** Exercise input **
....................

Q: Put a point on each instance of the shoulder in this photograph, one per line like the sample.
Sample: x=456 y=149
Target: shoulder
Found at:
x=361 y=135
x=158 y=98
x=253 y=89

....................

** Requirement **
Rewrite the records with every "shoulder" changed to "elbow" and nothing else altered.

** Complete response **
Q: Put a point on each instance of the elbow in this photograph, one per line like the sample.
Sample: x=456 y=149
Target: elbow
Found at:
x=361 y=135
x=158 y=98
x=253 y=89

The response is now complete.